- Selected text:
- Opening Delimiter -

Personal information
- Born: 11 March 1925 San Fernando, Trinidad and Tobago
- Died: 24 March 2014 (aged 89) San Fernando, Trinidad and Tobago

Medal record
Men's Weightlifting
Representing Trinidad and Tobago
Olympic Games
| Silver medal – second place | 1948 London | Featherweight |
| Bronze medal – third place | 1952 Helsinki | Featherweight |
Pan American Games
| Gold medal – first place | 1951 Buenos Aires | Featherweight |
Commonwealth Games
| Gold medal – first place | 1954 Vancouver | Featherweight |
| Bronze medal – third place | 1958 Cardiff | Featherweight |

= Rodney Wilkes =

Trinidad and Tobago weightlifter

Rodney Adolphus Wilkes (11 March 1925 – 24 March 2014) was a weightlifter from Trinidad and Tobago. Nicknamed "The Mighty Midget", he remained relatively unknown outside of local competition until he won the gold medal at the 1946 Central American and Caribbean Games in Barranquilla, Colombia. His performance included record lifts of 205 lb in the press, 210 lb in the snatch and 275 lb in the clean and jerk.

He was selected to represent his country at the 1948 Olympics in London where he competed in the featherweight division. At those Games he became the first athlete from Trinidad and Tobago to win an Olympic medal by taking the silver, behind Egyptian Mahmoud Fayad. Wilkes lifted a combined 317.5 kg but Fayad set a new Olympic and World record of 332.5 kg.

In 1951 Wilkes won the featherweight gold medal at the first Pan American Games in Buenos Aires. The next year he was again selected for the Olympics in Helsinki. On this occasion he won the bronze medal behind Rafael Chimishkyan and Nikolai Saksonov, both of the Soviet Union. After a brief period of retirement in 1953 Wilkes returned to competition and won gold at the 1954 British Empire and Commonwealth Games in Vancouver; four years later he won bronze at Games in Cardiff.

Wilkes final Olympic appearance came at the 1956 Melbourne Games. He finished in fourth position with a combined lift of 330 kg, missing out on a medal by one place and 5 kg. He continued competing until 1960 but retired for good when he failed to make the West Indies team for the Olympics in Rome. Following his retirement he became an electrician in his home city of San Fernando, Trinidad and Tobago. Wilkes died of prostate cancer at a San Fernando hospital in 2014, aged 89.

- Closing Delimiter -

[Stored records]
- Opening Delimiter -

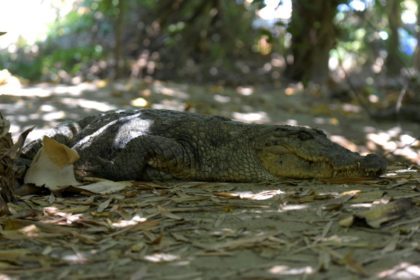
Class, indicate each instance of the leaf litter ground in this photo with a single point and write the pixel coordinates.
(196, 230)
(296, 229)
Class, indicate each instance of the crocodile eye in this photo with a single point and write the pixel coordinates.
(304, 135)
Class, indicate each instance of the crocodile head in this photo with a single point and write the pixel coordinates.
(298, 152)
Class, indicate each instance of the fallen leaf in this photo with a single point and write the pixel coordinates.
(105, 186)
(52, 166)
(385, 212)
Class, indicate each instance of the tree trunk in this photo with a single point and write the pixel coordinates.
(118, 29)
(393, 62)
(313, 36)
(417, 53)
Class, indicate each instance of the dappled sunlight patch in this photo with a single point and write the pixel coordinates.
(76, 258)
(245, 91)
(254, 117)
(136, 219)
(84, 103)
(263, 195)
(342, 141)
(64, 217)
(168, 90)
(287, 270)
(293, 207)
(404, 270)
(161, 257)
(397, 143)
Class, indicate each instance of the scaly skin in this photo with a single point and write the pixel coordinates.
(151, 144)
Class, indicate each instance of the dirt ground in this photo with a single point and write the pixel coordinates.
(295, 229)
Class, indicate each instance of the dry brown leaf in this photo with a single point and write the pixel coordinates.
(380, 214)
(52, 166)
(59, 153)
(105, 186)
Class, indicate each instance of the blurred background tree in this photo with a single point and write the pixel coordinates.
(228, 42)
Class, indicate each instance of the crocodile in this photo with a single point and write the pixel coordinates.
(159, 145)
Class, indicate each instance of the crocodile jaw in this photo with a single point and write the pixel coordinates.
(282, 162)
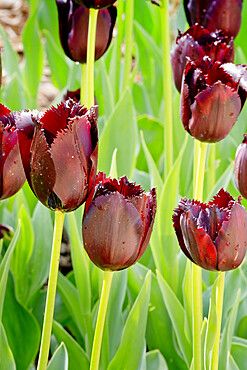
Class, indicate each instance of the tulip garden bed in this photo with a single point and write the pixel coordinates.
(123, 229)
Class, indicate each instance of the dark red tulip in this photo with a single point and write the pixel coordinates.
(118, 223)
(59, 151)
(213, 235)
(240, 170)
(215, 15)
(212, 97)
(12, 176)
(73, 29)
(196, 43)
(97, 4)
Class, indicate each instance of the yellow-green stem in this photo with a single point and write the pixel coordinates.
(200, 158)
(51, 291)
(83, 94)
(167, 87)
(219, 305)
(93, 15)
(101, 320)
(128, 41)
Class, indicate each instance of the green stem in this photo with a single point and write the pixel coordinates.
(128, 42)
(167, 87)
(83, 94)
(219, 305)
(101, 320)
(200, 159)
(91, 37)
(51, 291)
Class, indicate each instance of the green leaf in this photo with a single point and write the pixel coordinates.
(177, 316)
(121, 133)
(131, 346)
(226, 339)
(59, 359)
(155, 360)
(77, 357)
(22, 329)
(4, 268)
(6, 356)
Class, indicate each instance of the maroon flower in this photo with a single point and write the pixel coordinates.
(212, 97)
(73, 29)
(97, 4)
(118, 223)
(12, 176)
(215, 15)
(59, 151)
(240, 171)
(196, 43)
(213, 235)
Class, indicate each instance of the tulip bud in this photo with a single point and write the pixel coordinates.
(12, 176)
(196, 43)
(97, 4)
(213, 235)
(73, 29)
(59, 151)
(118, 223)
(212, 97)
(240, 170)
(215, 15)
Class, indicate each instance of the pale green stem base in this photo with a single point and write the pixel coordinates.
(199, 167)
(93, 15)
(219, 304)
(101, 320)
(51, 291)
(167, 88)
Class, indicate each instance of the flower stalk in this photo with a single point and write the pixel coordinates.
(95, 357)
(51, 291)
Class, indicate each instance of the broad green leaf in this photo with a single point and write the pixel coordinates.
(177, 316)
(155, 360)
(131, 346)
(6, 356)
(77, 357)
(121, 133)
(22, 255)
(226, 339)
(22, 329)
(59, 359)
(4, 268)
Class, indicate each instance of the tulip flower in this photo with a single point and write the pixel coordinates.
(196, 43)
(73, 29)
(240, 170)
(11, 170)
(215, 15)
(118, 223)
(213, 235)
(212, 97)
(59, 151)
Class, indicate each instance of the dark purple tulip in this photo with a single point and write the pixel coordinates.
(213, 235)
(212, 97)
(73, 29)
(59, 151)
(97, 4)
(240, 170)
(12, 176)
(117, 224)
(215, 15)
(196, 43)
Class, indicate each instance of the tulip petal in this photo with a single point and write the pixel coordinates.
(112, 231)
(214, 113)
(71, 168)
(42, 172)
(231, 241)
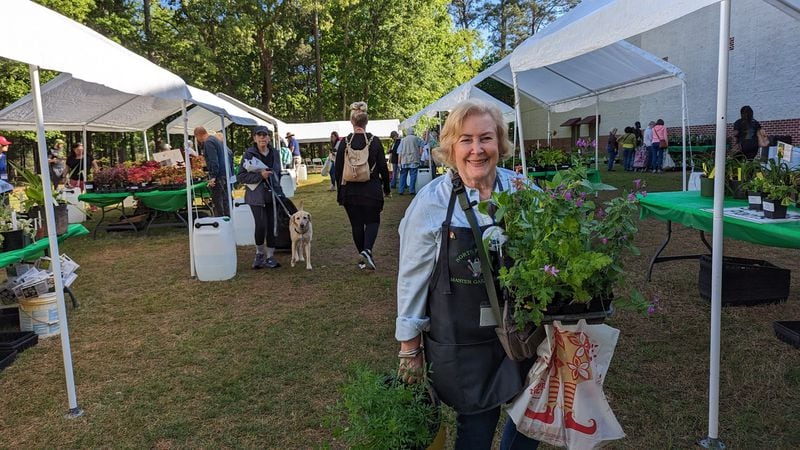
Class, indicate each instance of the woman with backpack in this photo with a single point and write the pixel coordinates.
(362, 179)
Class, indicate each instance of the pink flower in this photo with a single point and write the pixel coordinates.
(550, 270)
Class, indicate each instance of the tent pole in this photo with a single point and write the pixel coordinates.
(519, 124)
(146, 146)
(66, 351)
(189, 191)
(712, 440)
(85, 162)
(683, 133)
(227, 169)
(549, 133)
(597, 133)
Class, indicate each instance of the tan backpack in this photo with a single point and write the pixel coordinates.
(356, 163)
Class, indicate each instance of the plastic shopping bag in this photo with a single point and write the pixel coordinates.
(564, 403)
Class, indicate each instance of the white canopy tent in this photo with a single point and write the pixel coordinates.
(585, 29)
(452, 98)
(53, 46)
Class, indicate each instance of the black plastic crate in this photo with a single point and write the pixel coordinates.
(18, 340)
(6, 358)
(746, 282)
(788, 331)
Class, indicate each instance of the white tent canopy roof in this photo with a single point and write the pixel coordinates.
(36, 35)
(321, 131)
(207, 114)
(70, 104)
(451, 99)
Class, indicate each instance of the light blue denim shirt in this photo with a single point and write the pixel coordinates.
(420, 237)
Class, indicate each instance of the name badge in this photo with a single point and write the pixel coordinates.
(487, 316)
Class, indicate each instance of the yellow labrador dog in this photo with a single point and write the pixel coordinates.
(301, 232)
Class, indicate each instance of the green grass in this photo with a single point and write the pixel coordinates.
(167, 362)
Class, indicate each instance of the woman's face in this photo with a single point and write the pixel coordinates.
(476, 150)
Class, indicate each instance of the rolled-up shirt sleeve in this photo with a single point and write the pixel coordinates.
(419, 243)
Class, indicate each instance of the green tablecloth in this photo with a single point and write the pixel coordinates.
(685, 208)
(103, 199)
(38, 248)
(594, 175)
(169, 201)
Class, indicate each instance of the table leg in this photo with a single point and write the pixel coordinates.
(659, 259)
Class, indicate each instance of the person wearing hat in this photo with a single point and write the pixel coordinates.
(57, 162)
(294, 146)
(4, 143)
(263, 186)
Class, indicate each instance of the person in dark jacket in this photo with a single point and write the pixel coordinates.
(261, 188)
(216, 158)
(393, 158)
(363, 201)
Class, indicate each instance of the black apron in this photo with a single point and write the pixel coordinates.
(469, 369)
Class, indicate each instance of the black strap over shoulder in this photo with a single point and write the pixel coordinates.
(486, 267)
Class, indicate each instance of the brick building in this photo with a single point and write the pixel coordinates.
(763, 73)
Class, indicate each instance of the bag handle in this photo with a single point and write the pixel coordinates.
(486, 267)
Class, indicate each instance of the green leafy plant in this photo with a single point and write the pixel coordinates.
(380, 411)
(564, 245)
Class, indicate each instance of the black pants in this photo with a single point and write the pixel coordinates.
(264, 218)
(219, 200)
(364, 221)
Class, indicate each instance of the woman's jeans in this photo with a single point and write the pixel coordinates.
(627, 158)
(612, 155)
(476, 431)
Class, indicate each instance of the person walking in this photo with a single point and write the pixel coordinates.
(628, 143)
(260, 171)
(335, 140)
(215, 162)
(470, 370)
(659, 146)
(612, 147)
(746, 129)
(363, 201)
(409, 154)
(395, 136)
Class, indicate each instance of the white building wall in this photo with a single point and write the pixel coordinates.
(764, 72)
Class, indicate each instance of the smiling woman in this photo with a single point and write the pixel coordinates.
(440, 292)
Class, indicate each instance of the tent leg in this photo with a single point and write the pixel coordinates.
(716, 254)
(66, 351)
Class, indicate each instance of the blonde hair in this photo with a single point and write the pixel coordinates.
(455, 122)
(358, 114)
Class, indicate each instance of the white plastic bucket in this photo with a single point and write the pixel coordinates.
(244, 226)
(214, 249)
(423, 177)
(302, 173)
(287, 183)
(76, 210)
(40, 315)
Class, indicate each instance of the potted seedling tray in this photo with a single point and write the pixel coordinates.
(788, 331)
(6, 358)
(17, 340)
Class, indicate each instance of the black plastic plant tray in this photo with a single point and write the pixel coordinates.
(6, 358)
(788, 331)
(18, 340)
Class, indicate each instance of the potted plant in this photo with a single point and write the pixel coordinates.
(564, 249)
(380, 411)
(34, 203)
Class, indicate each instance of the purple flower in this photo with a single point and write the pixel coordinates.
(550, 270)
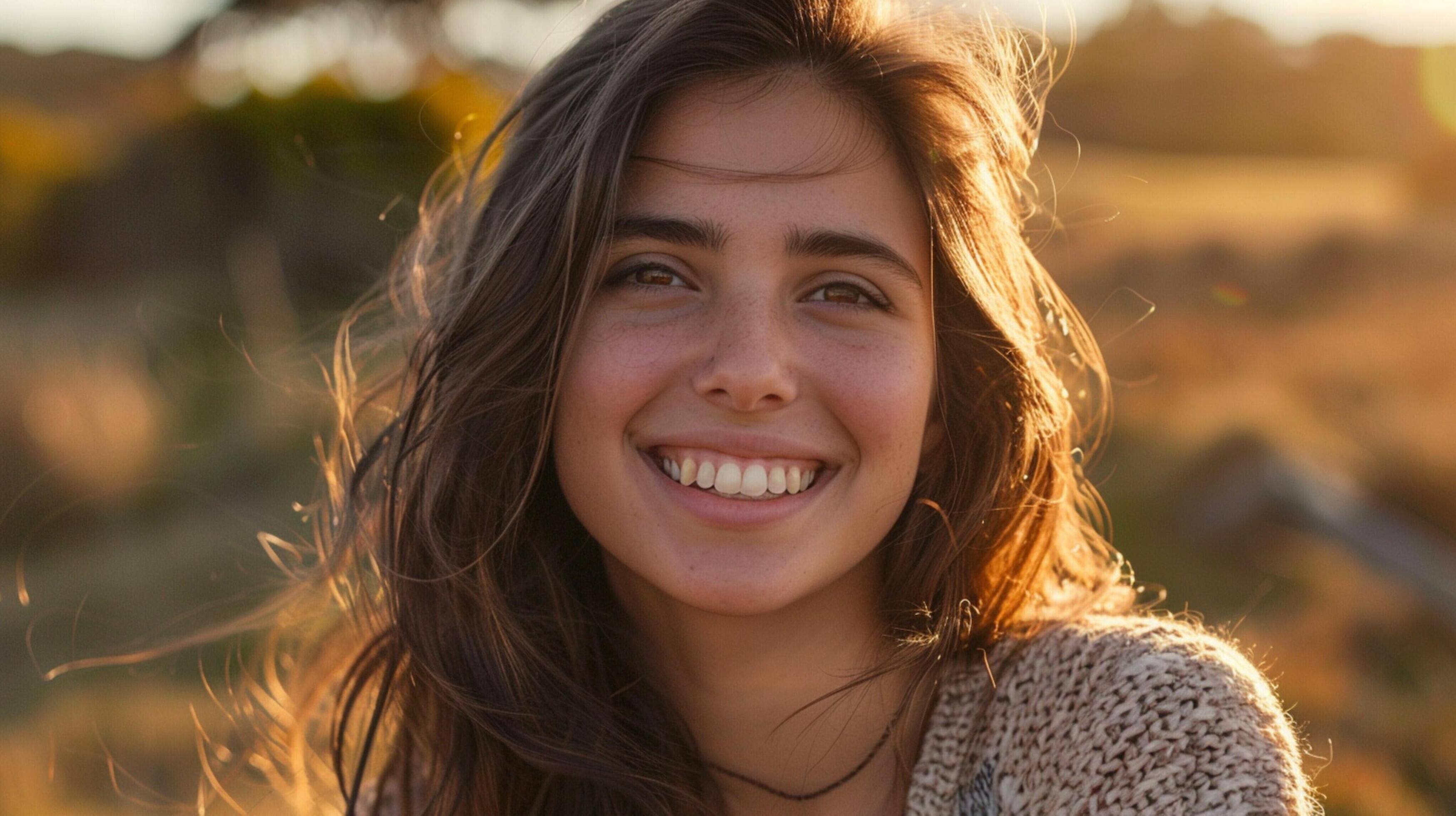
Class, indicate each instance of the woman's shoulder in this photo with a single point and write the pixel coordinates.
(1110, 712)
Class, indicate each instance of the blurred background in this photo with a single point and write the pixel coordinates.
(1256, 209)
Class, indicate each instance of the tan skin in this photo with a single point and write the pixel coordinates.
(756, 347)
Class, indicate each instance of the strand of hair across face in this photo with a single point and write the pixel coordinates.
(864, 764)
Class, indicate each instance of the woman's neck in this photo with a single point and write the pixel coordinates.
(739, 679)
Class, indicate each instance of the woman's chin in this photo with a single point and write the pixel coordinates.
(736, 582)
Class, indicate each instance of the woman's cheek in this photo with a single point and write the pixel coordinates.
(880, 391)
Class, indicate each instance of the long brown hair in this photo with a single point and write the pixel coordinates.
(474, 642)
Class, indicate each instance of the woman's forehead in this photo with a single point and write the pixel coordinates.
(790, 127)
(756, 159)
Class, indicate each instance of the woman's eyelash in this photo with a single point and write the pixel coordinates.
(627, 277)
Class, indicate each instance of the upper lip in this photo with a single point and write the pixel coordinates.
(744, 445)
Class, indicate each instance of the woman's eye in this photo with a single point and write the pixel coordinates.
(848, 295)
(650, 276)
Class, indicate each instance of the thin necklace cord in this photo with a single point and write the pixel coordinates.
(864, 764)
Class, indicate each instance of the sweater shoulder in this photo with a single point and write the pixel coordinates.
(1117, 712)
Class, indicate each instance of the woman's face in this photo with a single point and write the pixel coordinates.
(742, 414)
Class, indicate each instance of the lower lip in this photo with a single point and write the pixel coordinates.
(733, 513)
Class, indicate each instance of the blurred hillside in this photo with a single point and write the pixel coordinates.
(177, 236)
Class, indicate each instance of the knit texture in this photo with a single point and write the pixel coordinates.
(1108, 714)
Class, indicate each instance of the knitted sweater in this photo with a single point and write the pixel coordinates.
(1110, 714)
(1103, 714)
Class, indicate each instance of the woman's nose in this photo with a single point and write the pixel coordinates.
(750, 363)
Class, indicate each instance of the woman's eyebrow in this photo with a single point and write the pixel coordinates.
(691, 232)
(835, 244)
(797, 241)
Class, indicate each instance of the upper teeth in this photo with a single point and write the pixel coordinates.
(730, 480)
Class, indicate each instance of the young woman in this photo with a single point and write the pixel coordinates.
(734, 465)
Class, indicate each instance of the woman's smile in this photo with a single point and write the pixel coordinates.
(744, 406)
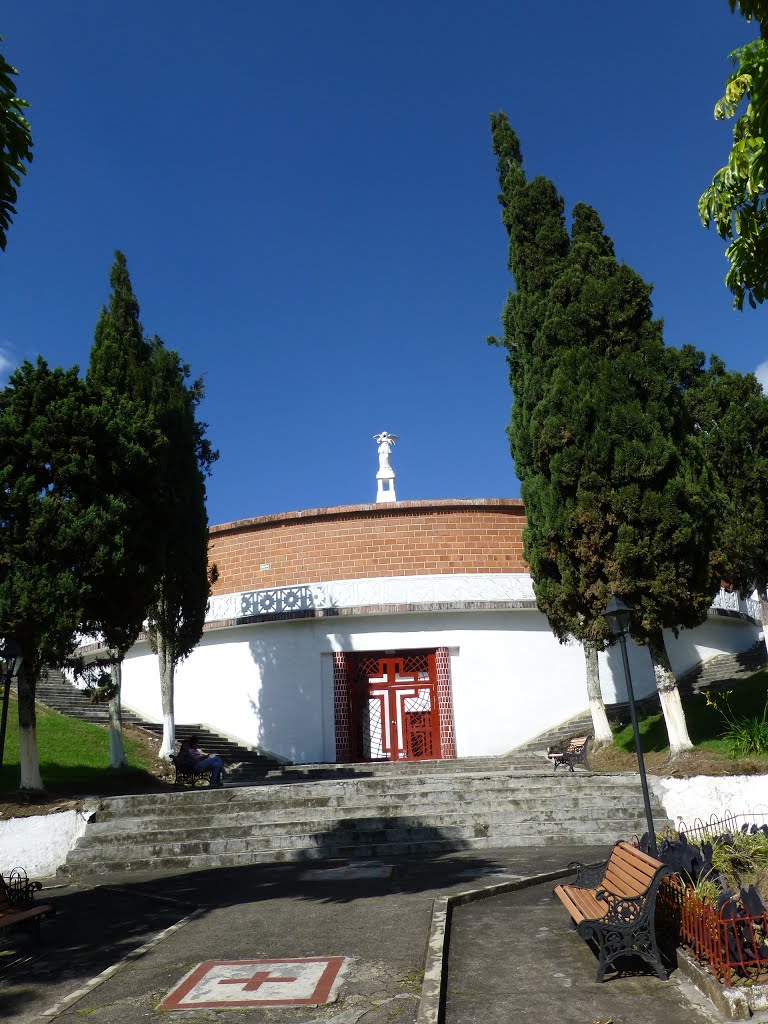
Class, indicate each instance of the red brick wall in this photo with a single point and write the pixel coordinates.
(355, 542)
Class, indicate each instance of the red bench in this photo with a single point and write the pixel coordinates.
(614, 904)
(17, 906)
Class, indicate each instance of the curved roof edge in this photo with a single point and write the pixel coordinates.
(382, 508)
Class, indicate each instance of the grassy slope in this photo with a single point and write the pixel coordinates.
(705, 723)
(75, 757)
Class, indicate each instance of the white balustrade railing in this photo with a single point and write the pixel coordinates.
(364, 593)
(425, 590)
(731, 600)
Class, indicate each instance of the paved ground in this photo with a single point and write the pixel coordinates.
(511, 957)
(542, 971)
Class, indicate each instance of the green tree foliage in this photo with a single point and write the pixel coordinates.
(120, 369)
(615, 492)
(736, 202)
(730, 413)
(15, 145)
(72, 461)
(177, 612)
(172, 578)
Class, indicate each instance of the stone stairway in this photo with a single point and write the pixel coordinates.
(381, 815)
(723, 669)
(56, 692)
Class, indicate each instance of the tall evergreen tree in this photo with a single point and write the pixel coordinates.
(730, 413)
(615, 492)
(178, 608)
(72, 462)
(120, 368)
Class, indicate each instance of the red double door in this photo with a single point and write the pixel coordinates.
(395, 707)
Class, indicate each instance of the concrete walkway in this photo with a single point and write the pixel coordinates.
(511, 957)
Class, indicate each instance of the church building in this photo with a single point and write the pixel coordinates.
(399, 630)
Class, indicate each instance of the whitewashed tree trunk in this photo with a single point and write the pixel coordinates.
(764, 613)
(600, 724)
(167, 667)
(672, 706)
(28, 757)
(117, 750)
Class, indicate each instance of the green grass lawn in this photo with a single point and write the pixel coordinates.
(706, 725)
(74, 757)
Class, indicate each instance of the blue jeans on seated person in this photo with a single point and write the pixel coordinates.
(215, 764)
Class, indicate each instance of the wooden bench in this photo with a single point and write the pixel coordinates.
(574, 753)
(614, 903)
(17, 904)
(188, 776)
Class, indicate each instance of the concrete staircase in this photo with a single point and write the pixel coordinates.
(384, 814)
(55, 691)
(724, 669)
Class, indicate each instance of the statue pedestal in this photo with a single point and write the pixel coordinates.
(385, 486)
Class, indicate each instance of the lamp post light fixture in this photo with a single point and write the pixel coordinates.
(619, 616)
(10, 663)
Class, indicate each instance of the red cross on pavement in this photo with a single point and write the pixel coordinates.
(254, 983)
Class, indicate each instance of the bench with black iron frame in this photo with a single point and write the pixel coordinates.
(574, 753)
(17, 906)
(188, 776)
(614, 904)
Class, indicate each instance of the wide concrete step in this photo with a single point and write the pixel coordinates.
(243, 814)
(458, 766)
(201, 833)
(608, 832)
(356, 817)
(544, 785)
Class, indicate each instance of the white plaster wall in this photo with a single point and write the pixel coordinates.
(700, 798)
(270, 685)
(40, 844)
(717, 635)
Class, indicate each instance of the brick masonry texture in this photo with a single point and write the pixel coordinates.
(357, 542)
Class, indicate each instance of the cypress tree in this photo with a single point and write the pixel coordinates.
(178, 607)
(72, 465)
(730, 414)
(615, 492)
(120, 371)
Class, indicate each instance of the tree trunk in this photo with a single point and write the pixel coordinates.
(764, 613)
(669, 694)
(167, 667)
(600, 724)
(28, 759)
(117, 751)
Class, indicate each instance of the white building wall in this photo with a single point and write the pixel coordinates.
(270, 684)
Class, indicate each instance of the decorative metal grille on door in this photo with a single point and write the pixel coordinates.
(396, 707)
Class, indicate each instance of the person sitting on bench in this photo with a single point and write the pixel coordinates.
(192, 759)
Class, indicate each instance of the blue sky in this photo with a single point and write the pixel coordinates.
(306, 197)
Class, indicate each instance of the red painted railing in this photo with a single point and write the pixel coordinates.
(733, 948)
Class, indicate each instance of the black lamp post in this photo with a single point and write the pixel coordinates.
(617, 615)
(10, 663)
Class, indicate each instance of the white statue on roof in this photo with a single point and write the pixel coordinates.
(385, 476)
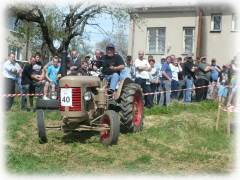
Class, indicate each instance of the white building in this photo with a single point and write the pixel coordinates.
(201, 30)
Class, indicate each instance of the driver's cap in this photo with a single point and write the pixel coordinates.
(110, 45)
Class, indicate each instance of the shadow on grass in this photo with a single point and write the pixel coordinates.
(78, 136)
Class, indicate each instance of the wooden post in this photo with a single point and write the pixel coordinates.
(228, 122)
(218, 113)
(199, 31)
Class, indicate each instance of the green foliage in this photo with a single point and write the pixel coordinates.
(180, 139)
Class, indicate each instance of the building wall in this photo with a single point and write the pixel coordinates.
(221, 46)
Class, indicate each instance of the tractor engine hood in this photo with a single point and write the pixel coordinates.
(79, 81)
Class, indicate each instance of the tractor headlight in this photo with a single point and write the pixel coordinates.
(87, 96)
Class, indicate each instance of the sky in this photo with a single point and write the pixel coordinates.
(97, 34)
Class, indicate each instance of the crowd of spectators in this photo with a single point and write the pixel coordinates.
(171, 78)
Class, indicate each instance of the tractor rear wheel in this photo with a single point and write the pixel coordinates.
(131, 102)
(111, 120)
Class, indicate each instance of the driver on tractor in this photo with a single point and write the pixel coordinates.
(113, 67)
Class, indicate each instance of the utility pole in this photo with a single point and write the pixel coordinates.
(28, 37)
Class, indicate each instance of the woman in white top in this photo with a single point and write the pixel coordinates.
(175, 68)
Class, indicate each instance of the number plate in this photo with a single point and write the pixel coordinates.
(66, 97)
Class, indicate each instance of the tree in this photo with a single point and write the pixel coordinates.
(61, 24)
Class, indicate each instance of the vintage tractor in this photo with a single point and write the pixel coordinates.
(86, 105)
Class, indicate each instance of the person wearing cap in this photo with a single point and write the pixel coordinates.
(11, 72)
(189, 75)
(74, 63)
(112, 65)
(160, 88)
(203, 78)
(154, 78)
(166, 82)
(175, 68)
(214, 79)
(142, 76)
(129, 68)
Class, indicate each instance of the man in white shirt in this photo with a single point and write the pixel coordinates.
(175, 68)
(142, 76)
(11, 72)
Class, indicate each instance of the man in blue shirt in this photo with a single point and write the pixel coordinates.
(166, 83)
(51, 76)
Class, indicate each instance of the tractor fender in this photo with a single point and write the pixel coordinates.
(121, 85)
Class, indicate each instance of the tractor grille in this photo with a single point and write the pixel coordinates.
(76, 101)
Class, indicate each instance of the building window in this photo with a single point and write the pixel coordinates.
(216, 22)
(188, 39)
(11, 23)
(235, 22)
(17, 51)
(156, 40)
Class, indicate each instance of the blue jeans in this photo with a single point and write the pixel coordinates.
(113, 78)
(187, 95)
(174, 86)
(165, 98)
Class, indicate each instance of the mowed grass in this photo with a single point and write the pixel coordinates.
(180, 139)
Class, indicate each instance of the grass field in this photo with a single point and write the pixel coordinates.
(180, 139)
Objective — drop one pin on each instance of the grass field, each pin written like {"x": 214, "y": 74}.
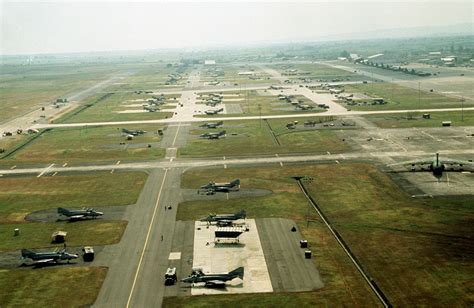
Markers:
{"x": 91, "y": 144}
{"x": 84, "y": 233}
{"x": 399, "y": 97}
{"x": 22, "y": 195}
{"x": 313, "y": 71}
{"x": 418, "y": 251}
{"x": 107, "y": 108}
{"x": 231, "y": 75}
{"x": 25, "y": 86}
{"x": 254, "y": 137}
{"x": 416, "y": 120}
{"x": 51, "y": 287}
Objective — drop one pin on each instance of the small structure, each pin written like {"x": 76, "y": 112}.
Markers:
{"x": 89, "y": 253}
{"x": 170, "y": 276}
{"x": 58, "y": 237}
{"x": 304, "y": 244}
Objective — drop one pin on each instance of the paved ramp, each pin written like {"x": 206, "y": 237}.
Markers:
{"x": 287, "y": 266}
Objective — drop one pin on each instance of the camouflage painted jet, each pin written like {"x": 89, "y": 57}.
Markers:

- Closing Delimiter -

- Exercise instructions:
(1) Write out the portion of the Rodney Wilkes biography starting with "He was selected" and going on through "of 332.5 kg.".
(2) Answer these questions using the Rodney Wilkes biography:
(a) Which athlete finished ahead of Wilkes in the featherweight division at the 1948 Olympics in London?
(b) In which city were the first Pan American Games held?
(c) What occupation did Wilkes take up after his retirement?
(3) Translate this sentence from the Rodney Wilkes biography into Spanish: "The next year he was again selected for the Olympics in Helsinki."
The records have no connection to the Rodney Wilkes biography.

- Numbered answers:
(1)
He was selected to represent his country at the 1948 Olympics in London where he competed in the featherweight division. At those Games he became the first athlete from Trinidad and Tobago to win an Olympic medal by taking the silver, behind Egyptian Mahmoud Fayad. Wilkes lifted a combined 317.5 kg but Fayad set a new Olympic and World record of 332.5 kg.

(2)
(a) Mahmoud Fayad of Egypt.
(b) Buenos Aires.
(c) He became an electrician.

(3) Al año siguiente fue seleccionado de nuevo para los Juegos Olímpicos de Helsinki.